-- Start Excerpted data --

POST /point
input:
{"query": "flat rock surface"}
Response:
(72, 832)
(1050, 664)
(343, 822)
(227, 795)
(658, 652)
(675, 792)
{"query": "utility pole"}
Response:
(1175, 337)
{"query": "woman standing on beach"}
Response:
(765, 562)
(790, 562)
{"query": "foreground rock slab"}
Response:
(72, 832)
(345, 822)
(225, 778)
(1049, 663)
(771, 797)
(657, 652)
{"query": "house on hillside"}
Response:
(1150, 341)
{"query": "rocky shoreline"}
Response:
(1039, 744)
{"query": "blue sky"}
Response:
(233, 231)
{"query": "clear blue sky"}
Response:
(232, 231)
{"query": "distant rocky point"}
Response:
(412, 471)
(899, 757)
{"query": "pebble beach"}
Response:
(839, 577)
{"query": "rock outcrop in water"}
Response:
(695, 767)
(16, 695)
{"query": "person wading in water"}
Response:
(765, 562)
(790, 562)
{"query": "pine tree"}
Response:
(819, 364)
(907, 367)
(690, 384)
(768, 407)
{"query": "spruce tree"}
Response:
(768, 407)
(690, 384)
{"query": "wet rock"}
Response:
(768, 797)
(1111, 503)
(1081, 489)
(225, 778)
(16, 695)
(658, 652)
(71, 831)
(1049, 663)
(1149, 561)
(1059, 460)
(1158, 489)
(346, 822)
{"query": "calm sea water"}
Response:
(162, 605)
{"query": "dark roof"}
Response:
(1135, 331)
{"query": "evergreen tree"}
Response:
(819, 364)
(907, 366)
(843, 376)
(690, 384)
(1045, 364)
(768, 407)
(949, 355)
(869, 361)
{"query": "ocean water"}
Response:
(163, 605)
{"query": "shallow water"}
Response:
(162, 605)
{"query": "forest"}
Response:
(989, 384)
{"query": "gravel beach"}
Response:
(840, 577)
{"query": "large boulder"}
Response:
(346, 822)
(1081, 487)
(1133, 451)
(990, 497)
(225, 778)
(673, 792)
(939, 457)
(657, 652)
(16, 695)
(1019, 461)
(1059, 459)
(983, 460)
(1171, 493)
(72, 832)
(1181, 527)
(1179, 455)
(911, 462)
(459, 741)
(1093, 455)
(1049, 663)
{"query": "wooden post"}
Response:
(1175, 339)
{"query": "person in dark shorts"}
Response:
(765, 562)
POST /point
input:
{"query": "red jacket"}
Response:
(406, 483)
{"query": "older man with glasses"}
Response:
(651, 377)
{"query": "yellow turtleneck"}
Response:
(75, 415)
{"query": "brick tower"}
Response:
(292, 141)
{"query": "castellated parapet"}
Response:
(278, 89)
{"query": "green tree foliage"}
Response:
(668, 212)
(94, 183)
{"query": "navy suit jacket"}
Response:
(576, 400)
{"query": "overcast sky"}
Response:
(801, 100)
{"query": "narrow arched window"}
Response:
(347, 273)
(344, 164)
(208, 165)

-- End Excerpted data --

◆ **What to work on**
Please repeat the records exactly, starting at the first line and stopping after the line that contains "(1135, 331)", with that line included.

◆ **Exercise response**
POST /point
input:
{"query": "flat rock surface"}
Response:
(72, 832)
(1050, 664)
(343, 822)
(227, 795)
(658, 652)
(675, 792)
{"query": "utility pole"}
Response:
(1175, 337)
{"query": "woman standing on beach"}
Response:
(765, 562)
(790, 562)
{"query": "foreground rock slab"}
Response:
(72, 832)
(345, 822)
(225, 778)
(1049, 663)
(771, 797)
(657, 652)
{"query": "house on hillside"}
Response:
(1150, 341)
{"query": "rocky shoreline"}
Response:
(1039, 744)
{"query": "blue sky"}
Response:
(233, 231)
{"query": "clear blue sky"}
Response:
(232, 231)
{"query": "distant rocky point"}
Response:
(412, 471)
(899, 757)
{"query": "pebble beach"}
Response:
(839, 577)
{"query": "rock outcrop in water"}
Response:
(695, 767)
(16, 695)
{"query": "person wading in water"}
Response:
(765, 562)
(790, 562)
{"query": "pine tree"}
Response:
(819, 364)
(907, 367)
(690, 384)
(768, 407)
{"query": "spruce tree"}
Response:
(768, 407)
(690, 384)
{"query": "wet rock"}
Response:
(768, 797)
(1111, 503)
(1081, 489)
(225, 778)
(16, 695)
(658, 652)
(71, 831)
(1049, 663)
(1149, 561)
(1059, 460)
(1158, 489)
(346, 822)
{"query": "calm sea water"}
Response:
(162, 605)
{"query": "dark roof"}
Response:
(1135, 331)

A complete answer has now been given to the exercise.